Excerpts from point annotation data
>> start

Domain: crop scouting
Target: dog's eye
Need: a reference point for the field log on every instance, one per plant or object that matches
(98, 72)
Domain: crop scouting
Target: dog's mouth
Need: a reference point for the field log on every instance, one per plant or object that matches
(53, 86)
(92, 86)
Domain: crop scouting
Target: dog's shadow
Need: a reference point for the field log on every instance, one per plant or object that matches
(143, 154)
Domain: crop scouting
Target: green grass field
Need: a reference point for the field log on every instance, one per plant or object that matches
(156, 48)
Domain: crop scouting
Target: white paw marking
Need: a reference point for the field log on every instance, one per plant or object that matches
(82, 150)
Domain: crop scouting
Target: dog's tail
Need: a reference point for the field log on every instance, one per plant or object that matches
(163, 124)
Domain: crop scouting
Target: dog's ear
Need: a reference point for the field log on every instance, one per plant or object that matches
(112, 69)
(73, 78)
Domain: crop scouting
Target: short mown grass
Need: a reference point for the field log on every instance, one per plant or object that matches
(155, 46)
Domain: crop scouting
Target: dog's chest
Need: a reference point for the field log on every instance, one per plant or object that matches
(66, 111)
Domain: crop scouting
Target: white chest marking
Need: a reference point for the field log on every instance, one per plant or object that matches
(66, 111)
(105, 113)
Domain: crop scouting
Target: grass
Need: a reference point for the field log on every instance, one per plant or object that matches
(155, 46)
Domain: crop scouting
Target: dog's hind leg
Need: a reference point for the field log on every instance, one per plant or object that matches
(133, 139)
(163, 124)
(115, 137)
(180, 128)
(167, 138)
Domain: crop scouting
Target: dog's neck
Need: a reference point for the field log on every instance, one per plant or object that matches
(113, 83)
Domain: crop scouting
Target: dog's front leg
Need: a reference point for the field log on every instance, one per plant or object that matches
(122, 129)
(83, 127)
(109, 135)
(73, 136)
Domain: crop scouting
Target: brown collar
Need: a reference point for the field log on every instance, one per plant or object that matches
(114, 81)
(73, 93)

>> end

▶ [Exercise task] Set down the entries above again, word for word.

▶ [The response]
Domain: crop scouting
Target: dog's eye
Need: a reference point for the field log on every instance, one per plant or object that matches
(98, 72)
Domain: crop scouting
Target: dog's mouth
Need: a reference point for the field log on every instance, one per plant or object that matches
(53, 86)
(92, 86)
Domain: crop scouting
Target: dog's shadow
Need: a reference point for the field log on every instance, one per plant or object that matches
(143, 154)
Domain: crop scouting
Target: green grass field
Need: a reference point for the field log on every instance, one per plant or object that matches
(156, 48)
Domain: crop scouting
Target: white paw marking
Need: a reference point for the field log on every instance, one per plant or object that matches
(82, 150)
Domain: crop scouting
Target: dog's tail
Need: a reference point for the field log on every instance, one per plant or object that matches
(163, 124)
Domain: crop scouting
Target: dog's ear
Need: a reference point for the field log on every instance, one per plant or object that matches
(112, 69)
(73, 78)
Domain: crop scouting
Target: short mown grass
Need: a reference point for the field log on every instance, one per plant or object that matches
(155, 46)
Domain: crop scouting
Target: dog's chest
Need: a reference point for the field log on every instance, one per plant or object that matches
(66, 111)
Domain: crop scouting
Target: white chest marking
Need: a reference point for the field log on every instance, one per plant or object that matches
(66, 111)
(105, 113)
Domain: crop scouting
Target: grass
Need: a reference point for the field log on every instance, one per plant or object that matches
(155, 46)
Domain: crop scouting
Target: dog's hind leg
Need: a reference point for the field log on every instance, one per plant or object that matches
(133, 139)
(163, 124)
(115, 137)
(180, 128)
(167, 138)
Domain: crop scouting
Target: dog's neck
Need: a reference point for the field log on every instance, one per plant or object that matches
(113, 83)
Domain: crop scouting
Target: dog's front leg
Need: a reference point for the field log on every instance, one per plant or object that matches
(122, 129)
(83, 127)
(109, 135)
(73, 136)
Domain: crop scouting
Target: brown collar
Need: a reference point for the field log on every instance, one per plant or object that matches
(114, 81)
(73, 93)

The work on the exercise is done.